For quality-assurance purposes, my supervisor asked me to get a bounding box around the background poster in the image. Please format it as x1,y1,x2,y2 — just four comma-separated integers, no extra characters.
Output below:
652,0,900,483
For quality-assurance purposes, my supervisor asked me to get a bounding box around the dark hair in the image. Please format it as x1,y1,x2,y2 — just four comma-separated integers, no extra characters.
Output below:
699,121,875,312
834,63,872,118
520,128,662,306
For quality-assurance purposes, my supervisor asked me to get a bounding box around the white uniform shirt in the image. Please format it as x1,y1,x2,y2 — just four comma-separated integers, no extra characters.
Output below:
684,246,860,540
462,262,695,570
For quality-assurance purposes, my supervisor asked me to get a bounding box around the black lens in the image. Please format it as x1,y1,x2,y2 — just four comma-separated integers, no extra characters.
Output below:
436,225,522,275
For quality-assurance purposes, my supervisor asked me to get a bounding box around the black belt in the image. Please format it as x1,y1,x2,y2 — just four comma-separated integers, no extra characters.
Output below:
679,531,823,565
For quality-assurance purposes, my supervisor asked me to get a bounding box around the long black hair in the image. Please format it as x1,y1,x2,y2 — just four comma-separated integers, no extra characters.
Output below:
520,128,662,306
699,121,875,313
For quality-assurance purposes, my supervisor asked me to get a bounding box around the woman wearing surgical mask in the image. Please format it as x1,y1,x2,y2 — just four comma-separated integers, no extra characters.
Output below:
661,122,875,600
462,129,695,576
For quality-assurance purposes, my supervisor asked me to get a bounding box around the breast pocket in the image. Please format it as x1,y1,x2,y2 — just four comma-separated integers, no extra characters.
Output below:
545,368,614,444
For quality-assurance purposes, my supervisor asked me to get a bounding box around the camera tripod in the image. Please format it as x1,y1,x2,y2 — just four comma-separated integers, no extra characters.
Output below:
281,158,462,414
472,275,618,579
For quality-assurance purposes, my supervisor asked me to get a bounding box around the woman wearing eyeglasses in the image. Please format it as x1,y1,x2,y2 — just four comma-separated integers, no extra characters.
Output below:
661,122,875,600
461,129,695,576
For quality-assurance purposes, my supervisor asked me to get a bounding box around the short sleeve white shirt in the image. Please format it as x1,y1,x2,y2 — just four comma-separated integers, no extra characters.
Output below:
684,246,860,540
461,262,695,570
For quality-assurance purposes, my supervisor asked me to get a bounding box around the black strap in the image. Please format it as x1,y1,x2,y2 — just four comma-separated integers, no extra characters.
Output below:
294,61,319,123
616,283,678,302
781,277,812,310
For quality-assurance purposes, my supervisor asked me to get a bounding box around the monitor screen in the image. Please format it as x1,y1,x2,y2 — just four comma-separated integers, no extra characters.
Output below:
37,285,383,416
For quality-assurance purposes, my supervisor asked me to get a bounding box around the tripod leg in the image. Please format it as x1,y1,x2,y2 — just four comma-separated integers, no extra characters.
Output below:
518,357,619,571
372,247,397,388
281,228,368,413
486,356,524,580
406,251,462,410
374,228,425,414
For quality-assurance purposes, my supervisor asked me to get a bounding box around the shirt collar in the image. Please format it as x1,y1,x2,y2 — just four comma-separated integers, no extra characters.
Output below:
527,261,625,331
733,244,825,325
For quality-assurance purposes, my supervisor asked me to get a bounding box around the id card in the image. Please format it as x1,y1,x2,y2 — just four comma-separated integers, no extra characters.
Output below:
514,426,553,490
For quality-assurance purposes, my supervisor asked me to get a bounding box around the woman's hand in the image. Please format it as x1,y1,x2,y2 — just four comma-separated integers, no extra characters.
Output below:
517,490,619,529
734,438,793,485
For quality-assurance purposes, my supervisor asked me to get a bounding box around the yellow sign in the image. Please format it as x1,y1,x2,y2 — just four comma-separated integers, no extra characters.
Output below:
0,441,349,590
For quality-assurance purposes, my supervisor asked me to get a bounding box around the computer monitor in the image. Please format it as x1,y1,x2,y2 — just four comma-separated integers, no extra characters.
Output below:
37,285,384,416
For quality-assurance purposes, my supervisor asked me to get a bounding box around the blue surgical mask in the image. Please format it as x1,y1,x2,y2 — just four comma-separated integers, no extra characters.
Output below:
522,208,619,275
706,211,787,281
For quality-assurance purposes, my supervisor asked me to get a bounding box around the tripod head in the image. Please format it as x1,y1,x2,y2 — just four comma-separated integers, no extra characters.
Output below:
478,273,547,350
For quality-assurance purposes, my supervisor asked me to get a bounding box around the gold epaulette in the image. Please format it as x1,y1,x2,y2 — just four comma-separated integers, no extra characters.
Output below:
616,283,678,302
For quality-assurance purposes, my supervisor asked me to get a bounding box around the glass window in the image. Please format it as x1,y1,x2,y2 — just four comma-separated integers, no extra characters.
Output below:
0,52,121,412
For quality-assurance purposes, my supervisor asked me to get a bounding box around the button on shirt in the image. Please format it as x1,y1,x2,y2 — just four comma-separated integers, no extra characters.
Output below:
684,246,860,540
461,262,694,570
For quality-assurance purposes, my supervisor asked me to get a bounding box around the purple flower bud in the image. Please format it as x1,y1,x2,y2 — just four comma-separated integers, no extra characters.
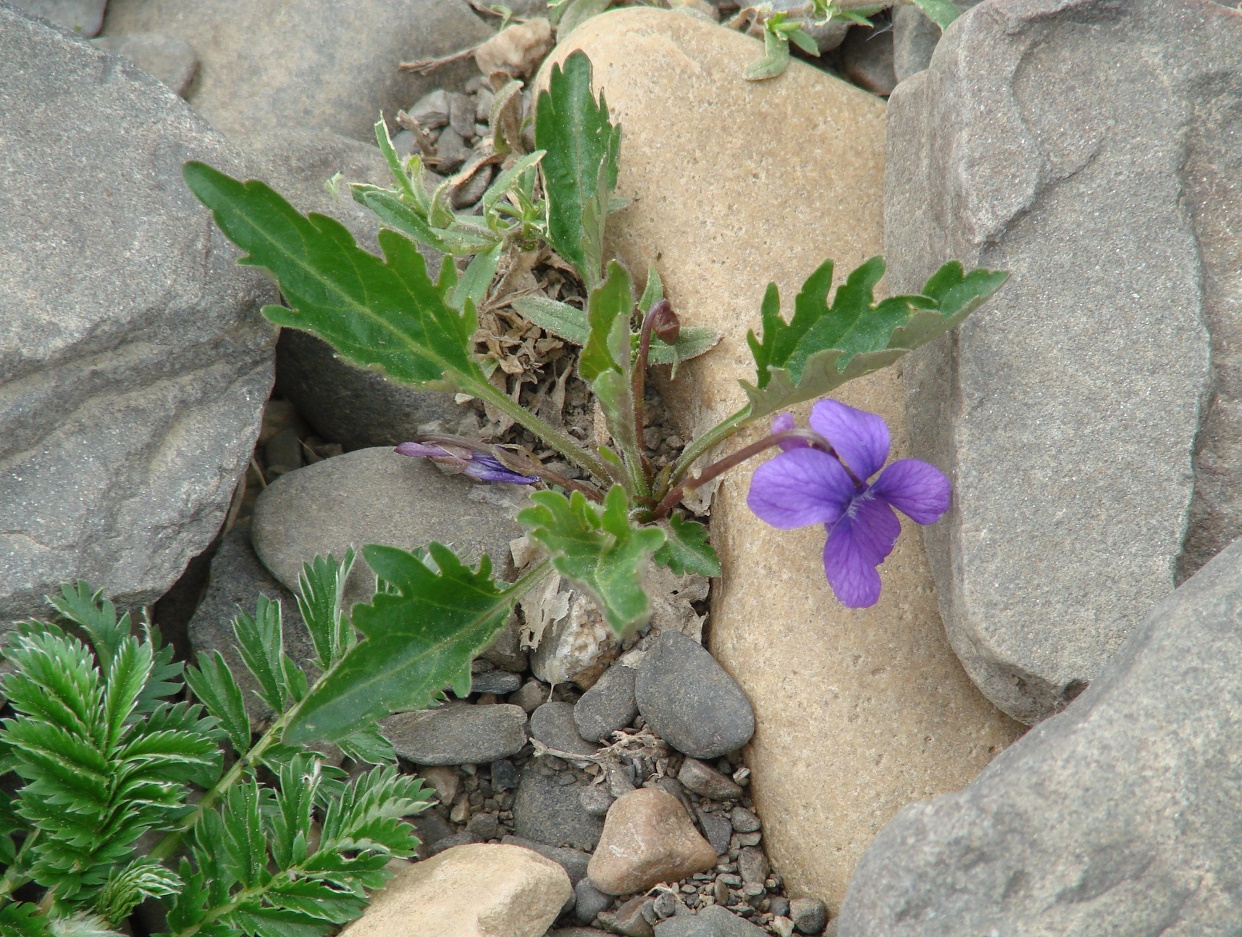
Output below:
392,442,539,485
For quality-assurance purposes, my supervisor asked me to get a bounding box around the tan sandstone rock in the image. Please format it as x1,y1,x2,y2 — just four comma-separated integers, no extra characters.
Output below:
545,9,1022,911
586,788,715,895
342,844,574,937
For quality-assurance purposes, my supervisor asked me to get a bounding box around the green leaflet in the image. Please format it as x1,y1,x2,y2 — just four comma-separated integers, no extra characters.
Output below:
652,513,720,577
741,257,1009,419
512,292,720,364
535,51,621,291
183,162,486,388
518,485,666,634
284,543,518,743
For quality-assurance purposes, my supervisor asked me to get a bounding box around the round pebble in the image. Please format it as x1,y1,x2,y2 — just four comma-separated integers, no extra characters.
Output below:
635,631,755,758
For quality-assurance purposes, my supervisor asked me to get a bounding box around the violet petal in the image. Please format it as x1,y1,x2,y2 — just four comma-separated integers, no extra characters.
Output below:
811,400,889,481
466,454,539,485
773,413,811,452
746,447,854,531
871,459,951,524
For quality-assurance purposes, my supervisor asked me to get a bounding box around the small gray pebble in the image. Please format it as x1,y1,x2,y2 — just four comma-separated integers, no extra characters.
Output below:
789,898,828,936
574,879,612,925
729,807,761,833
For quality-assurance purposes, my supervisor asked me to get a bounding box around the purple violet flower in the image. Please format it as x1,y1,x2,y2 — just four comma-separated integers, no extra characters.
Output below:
394,442,539,485
746,400,951,609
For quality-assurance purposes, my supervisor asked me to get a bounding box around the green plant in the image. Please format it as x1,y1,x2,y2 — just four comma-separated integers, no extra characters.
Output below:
0,544,520,937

• • • • •

[WHAT THIS TASK INVOLVES]
Pull out each line of the material above that contains the string "violet", matching case exactly.

[ANSWER BELOW]
For quality-assurance purposes, my supervisor asked me to get a bounding box around the violet petal in the image. Please format it as x1,y1,x2,y2 — just four comma-separated integers, no extra characters.
For quality-assurance purposes, my supervisor asked me to get a bounding box around the purple violet flower in the image. Please format it as x1,y1,x2,y2 — just four comma-separated integers, no extra characters.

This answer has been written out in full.